──────── Material ────────

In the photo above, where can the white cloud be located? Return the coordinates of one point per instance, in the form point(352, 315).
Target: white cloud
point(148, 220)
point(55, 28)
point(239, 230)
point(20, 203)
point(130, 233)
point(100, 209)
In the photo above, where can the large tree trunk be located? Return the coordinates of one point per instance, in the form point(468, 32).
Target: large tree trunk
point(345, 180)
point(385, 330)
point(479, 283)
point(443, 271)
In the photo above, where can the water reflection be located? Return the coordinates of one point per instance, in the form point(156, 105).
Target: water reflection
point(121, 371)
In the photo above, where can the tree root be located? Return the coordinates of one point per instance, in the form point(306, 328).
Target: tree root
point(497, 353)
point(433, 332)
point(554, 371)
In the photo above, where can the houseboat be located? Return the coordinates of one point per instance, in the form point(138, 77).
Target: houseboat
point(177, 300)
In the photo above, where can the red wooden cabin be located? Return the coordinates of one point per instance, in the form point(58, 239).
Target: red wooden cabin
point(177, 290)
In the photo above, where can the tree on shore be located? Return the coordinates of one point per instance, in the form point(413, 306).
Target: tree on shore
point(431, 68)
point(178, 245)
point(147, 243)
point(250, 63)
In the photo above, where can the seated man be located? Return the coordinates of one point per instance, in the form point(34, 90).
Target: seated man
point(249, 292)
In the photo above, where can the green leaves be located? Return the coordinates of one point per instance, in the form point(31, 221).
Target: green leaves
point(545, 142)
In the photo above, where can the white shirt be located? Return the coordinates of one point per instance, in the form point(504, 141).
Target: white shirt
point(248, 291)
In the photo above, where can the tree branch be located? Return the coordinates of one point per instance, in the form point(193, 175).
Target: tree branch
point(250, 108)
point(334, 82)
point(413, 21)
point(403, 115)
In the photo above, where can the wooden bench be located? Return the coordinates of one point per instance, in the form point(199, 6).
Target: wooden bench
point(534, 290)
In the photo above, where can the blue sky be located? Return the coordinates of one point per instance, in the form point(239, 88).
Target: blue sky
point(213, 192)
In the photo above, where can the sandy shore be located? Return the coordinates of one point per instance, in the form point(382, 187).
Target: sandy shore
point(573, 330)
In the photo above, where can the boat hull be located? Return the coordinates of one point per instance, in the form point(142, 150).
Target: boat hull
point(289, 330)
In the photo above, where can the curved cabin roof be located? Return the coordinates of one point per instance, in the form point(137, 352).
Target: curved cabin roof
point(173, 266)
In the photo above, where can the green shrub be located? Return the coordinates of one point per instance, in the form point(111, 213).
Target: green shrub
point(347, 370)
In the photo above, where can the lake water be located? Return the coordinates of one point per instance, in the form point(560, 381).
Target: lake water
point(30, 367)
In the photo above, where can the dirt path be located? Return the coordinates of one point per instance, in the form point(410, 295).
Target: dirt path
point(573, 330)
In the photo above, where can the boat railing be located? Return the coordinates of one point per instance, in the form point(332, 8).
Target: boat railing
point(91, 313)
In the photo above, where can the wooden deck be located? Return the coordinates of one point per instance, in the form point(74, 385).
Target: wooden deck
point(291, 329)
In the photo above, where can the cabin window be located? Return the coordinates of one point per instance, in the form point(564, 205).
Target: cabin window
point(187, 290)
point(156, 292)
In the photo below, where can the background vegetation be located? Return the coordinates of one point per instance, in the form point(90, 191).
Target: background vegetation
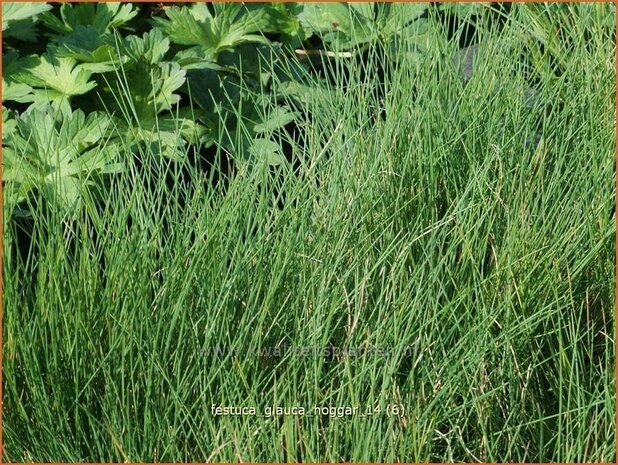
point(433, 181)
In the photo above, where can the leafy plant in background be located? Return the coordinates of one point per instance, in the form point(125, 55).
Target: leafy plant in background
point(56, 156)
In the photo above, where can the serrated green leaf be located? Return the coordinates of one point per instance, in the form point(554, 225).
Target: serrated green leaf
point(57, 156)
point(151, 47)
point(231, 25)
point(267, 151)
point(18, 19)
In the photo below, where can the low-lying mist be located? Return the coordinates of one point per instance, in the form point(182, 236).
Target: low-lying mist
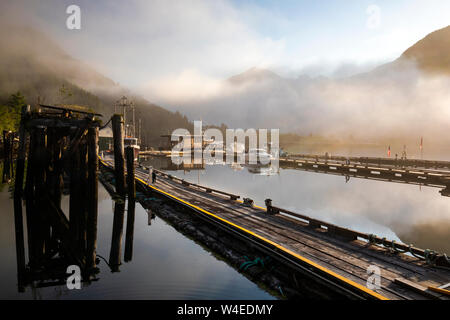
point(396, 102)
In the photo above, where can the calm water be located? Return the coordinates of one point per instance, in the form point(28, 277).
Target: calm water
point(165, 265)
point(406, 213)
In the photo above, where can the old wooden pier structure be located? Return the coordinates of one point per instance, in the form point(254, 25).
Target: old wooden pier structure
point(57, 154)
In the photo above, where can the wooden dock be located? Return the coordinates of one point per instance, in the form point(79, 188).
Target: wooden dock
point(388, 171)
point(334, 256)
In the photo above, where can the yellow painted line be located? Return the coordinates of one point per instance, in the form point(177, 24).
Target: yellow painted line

────────
──────── Material ────────

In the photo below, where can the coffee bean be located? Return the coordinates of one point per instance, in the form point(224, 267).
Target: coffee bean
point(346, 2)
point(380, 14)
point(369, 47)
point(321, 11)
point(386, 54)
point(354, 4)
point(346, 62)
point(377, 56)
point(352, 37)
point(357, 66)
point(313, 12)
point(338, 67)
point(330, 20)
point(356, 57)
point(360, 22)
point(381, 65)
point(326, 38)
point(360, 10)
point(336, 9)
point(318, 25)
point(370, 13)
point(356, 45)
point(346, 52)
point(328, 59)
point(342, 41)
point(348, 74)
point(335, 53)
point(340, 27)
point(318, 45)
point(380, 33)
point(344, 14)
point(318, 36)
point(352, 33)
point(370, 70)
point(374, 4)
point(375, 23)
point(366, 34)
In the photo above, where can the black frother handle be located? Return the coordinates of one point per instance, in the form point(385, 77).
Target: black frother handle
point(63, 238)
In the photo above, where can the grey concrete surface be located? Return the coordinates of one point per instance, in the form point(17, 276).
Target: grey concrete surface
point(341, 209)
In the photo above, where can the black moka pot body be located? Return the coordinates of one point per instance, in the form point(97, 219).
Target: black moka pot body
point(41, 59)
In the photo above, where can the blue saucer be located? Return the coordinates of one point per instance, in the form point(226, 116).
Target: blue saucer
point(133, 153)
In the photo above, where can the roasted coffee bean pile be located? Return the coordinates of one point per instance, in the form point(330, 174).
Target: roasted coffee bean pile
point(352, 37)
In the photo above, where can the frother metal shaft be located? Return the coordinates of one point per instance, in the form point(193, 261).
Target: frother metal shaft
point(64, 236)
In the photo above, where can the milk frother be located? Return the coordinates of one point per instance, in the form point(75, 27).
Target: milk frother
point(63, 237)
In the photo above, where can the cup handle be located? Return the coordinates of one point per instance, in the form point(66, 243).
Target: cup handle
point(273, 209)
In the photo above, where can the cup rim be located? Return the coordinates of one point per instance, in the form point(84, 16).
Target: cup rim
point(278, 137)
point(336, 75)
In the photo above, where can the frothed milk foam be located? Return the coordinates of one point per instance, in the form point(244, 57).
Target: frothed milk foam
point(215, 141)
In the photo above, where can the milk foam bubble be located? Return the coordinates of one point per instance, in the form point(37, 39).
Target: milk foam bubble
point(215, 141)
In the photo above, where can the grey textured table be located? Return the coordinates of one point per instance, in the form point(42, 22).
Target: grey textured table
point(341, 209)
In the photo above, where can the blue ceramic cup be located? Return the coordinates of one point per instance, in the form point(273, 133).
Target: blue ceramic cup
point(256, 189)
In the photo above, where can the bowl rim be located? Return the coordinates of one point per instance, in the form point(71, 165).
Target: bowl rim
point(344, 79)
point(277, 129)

────────
──────── Material ────────

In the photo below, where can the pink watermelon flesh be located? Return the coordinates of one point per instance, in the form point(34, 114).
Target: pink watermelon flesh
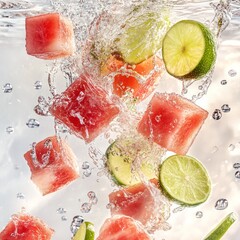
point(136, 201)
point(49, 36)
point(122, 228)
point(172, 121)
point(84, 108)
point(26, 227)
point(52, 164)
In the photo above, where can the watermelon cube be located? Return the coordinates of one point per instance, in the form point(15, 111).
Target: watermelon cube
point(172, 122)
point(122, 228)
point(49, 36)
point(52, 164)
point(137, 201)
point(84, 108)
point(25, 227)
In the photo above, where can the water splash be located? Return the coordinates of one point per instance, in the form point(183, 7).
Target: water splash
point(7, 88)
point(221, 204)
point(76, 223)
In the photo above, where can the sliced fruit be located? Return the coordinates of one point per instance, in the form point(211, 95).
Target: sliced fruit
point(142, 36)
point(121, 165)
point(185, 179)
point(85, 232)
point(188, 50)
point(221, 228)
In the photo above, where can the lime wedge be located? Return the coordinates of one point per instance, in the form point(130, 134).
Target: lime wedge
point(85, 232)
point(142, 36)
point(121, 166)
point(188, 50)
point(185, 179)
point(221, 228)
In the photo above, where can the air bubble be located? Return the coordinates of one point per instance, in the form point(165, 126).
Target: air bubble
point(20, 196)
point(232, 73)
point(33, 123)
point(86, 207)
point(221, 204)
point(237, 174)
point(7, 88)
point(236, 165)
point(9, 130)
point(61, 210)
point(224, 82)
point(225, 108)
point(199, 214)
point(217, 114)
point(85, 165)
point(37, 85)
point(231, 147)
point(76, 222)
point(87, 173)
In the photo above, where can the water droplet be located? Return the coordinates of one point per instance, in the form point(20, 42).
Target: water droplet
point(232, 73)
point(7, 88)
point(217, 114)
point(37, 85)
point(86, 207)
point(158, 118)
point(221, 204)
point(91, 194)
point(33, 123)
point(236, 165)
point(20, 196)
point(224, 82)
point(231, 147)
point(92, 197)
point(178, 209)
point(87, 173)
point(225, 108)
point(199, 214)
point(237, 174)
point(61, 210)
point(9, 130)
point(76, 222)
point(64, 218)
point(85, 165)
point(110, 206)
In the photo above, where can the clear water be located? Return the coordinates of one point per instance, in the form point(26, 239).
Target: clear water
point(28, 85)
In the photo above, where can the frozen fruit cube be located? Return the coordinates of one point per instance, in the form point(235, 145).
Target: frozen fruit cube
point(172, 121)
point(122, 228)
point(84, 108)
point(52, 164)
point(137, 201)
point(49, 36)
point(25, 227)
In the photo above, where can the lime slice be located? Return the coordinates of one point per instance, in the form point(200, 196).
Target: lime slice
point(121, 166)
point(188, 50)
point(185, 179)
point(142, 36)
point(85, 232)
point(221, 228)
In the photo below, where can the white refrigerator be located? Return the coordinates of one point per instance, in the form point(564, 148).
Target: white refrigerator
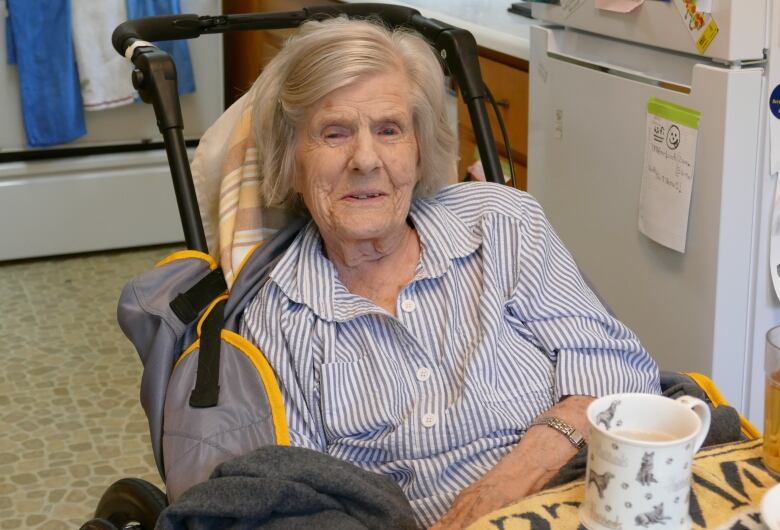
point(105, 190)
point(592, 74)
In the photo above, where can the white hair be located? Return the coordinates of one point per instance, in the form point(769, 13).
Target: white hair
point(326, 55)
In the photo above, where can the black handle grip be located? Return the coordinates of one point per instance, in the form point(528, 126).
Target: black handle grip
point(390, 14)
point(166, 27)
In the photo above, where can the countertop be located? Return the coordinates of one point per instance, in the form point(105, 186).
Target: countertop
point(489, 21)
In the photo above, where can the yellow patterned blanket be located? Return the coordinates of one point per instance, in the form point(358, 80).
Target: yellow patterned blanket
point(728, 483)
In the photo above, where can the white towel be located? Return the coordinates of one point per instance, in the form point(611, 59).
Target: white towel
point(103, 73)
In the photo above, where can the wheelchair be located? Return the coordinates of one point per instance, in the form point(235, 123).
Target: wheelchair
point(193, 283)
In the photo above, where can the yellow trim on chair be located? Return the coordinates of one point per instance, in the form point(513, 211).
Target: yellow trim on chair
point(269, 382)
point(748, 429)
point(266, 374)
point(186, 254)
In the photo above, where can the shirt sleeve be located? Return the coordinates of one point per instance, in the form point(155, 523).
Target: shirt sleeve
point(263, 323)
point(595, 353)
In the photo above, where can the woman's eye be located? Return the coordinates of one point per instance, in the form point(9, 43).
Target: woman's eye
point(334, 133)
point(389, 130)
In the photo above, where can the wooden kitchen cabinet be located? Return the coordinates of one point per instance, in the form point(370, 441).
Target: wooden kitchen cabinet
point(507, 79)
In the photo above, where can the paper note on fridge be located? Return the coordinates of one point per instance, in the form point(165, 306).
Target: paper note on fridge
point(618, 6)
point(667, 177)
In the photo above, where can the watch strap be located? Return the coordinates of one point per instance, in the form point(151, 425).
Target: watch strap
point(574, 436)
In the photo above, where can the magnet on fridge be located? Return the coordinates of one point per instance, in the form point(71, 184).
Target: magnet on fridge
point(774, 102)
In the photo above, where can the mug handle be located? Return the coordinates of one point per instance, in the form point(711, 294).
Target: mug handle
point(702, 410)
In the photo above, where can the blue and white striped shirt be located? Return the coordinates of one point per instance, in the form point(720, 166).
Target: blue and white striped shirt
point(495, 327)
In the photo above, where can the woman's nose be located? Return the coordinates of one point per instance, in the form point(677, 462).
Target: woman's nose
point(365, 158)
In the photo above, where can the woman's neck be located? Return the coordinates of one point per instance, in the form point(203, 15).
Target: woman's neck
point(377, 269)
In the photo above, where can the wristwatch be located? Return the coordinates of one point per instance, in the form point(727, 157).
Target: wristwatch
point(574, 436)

────────

- _Given exercise_
Scale the listing from the line with "In the photo above, where can the roasted" up to and including the line with "point(63, 237)". Give each of those lines again, requests included, with every answer coordinate multiplied by 1.55 and rounded to a whole number (halves up), and leave the sample coordinates inside the requests unchanged.

- _Result for this exercise_
In the photo above, where can the roasted coffee bean pile be located? Return the coordinates of one point per instance, in the form point(330, 174).
Target: roasted coffee bean pile
point(546, 57)
In the photo above, where can the frother metal shaft be located? Return the coordinates of one point per instance, in the form point(193, 261).
Target: frother metal shaft
point(99, 366)
In the photo above, where can the milk frother be located? Return the coordinates of one point per instance, in the form point(75, 27).
Target: milk frother
point(98, 367)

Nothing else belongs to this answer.